Text segment ->
Content starts
The present invention relates generally to operations performed in subterranean wells and, in an embodiment described herein, more particularly provides a firing head for use in detonating an explosive device in a well.
There is a great potential for damage to a well and injury to personnel in operations which involve detonating an explosive device in the well. Such operations may include perforating protective casing lining the wellbore, severing tubing using an explosive tubing cutter, etc. In these operations, an explosive device and an apparatus for detonating the explosive device are typically conveyed into the well interconnected to each other. In the case of perforating operations, the explosive device is one or more perforating guns and the apparatus used to detonate the gun or guns is known as a firing head.
It is well known in the art to provide a variety of different methods of actuating the firing head. For example, the firing head may be actuated by dropping a bar onto the firing head through tubing extending from the firing head to a wellhead or rig floor at the earth's surface. The bar eventually strikes a firing pin in the firing head, which causes detonation of a detonator explosively coupled to the perforating gun. As another example, fluid pressure may be applied to the tubing, and/or to an annulus surrounding the tubing, to actuate the firing head. As yet another example, electric current may be applied to a blasting cap in the firing head, such as via a wireline extending to the earth's surface.
It is also well known in the art to provide a delay mechanism for delaying the detonation after the firing head has been actuated. This delay permits wireline, slickline, or other equipment to be removed from the well before the perforating guns are detonated, permits a favorable fluid pressure condition to be established before the perforating guns are detonated, etc. Unfortunately, such delay mechanisms sometimes impose an undesirable level of uncertainty into the operation, are at times complex and unreliable, and may not be stopped after the delay mechanism has been actuated.
Content ends
Data extract ->
Content starts
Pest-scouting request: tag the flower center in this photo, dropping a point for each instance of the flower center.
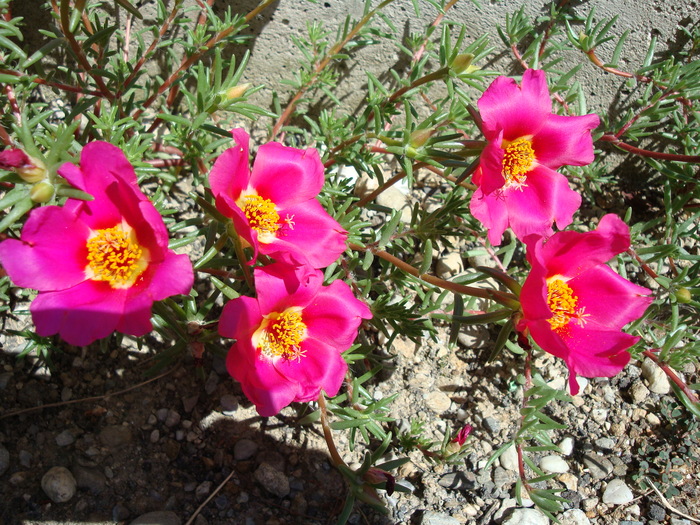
Content ends
Task instructions -> Copy word for word the part of the firing head text that opens with the words containing "There is a great" and closes with "a firing head.".

Written response ->
There is a great potential for damage to a well and injury to personnel in operations which involve detonating an explosive device in the well. Such operations may include perforating protective casing lining the wellbore, severing tubing using an explosive tubing cutter, etc. In these operations, an explosive device and an apparatus for detonating the explosive device are typically conveyed into the well interconnected to each other. In the case of perforating operations, the explosive device is one or more perforating guns and the apparatus used to detonate the gun or guns is known as a firing head.